Passage ▸
## Spark RDD-

**RDD-Resilient Distributed Datasets** is a distributed collection of memory (not a distributed file system) where the data needed is always stored and kept available in RAM. It is the primary underlying data structure of Spark.

## Features:
* **In-memory computation**:  In-memory computing improves the performance of data processing tasks by caching and processing data in memory, rather than reading it from disk every time it is needed. This approach significantly reduces I/O overhead and speeds up data processing, giving edge over HDFS.

* **Lazy Evaluation**: Spark doesn't immediately execute transformations on its data; instead, it records the sequence of transformations as a logical plan and only executes them when an action is called. This deferred execution strategy offers several advantages, including optimization opportunities and fault tolerance.

Short problem ▸ Reproduce the Spark RDD text above word for word, from its heading to its final sentence.

Data excerpts ▸
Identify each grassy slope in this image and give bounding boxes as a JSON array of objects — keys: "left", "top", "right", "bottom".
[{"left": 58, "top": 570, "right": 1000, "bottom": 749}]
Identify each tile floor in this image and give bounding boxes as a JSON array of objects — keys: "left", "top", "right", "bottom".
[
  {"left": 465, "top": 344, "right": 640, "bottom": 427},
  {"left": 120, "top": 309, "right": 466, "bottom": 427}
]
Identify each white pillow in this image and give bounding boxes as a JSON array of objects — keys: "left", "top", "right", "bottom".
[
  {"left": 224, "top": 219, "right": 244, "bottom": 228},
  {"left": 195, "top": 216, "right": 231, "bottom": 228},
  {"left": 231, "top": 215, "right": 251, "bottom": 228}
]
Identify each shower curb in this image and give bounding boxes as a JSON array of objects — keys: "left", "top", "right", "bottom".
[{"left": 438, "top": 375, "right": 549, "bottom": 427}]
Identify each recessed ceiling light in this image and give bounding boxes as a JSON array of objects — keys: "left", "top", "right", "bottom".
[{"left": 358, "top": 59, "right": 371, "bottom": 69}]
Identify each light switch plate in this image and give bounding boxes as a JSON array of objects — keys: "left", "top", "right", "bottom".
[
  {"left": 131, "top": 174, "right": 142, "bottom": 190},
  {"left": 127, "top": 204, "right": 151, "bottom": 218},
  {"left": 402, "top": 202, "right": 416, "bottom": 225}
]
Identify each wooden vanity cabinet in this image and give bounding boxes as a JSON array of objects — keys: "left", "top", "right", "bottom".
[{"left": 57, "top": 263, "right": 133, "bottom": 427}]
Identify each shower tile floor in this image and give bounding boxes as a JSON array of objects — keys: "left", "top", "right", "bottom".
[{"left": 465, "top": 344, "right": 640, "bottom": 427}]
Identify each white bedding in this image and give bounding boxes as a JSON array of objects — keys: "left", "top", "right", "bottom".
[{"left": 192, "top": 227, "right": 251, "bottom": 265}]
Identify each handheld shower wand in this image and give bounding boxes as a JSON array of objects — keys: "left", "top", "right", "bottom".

Exercise solution ▸
## Spark RDD-

**RDD-Resilient Distributed Datasets** is a distributed collection of memory (not a distributed file system) where the data needed is always stored and kept available in RAM. It is the primary underlying data structure of Spark.

## Features:
* **In-memory computation**:  In-memory computing improves the performance of data processing tasks by caching and processing data in memory, rather than reading it from disk every time it is needed. This approach significantly reduces I/O overhead and speeds up data processing, giving edge over HDFS.

* **Lazy Evaluation**: Spark doesn't immediately execute transformations on its data; instead, it records the sequence of transformations as a logical plan and only executes them when an action is called. This deferred execution strategy offers several advantages, including optimization opportunities and fault tolerance.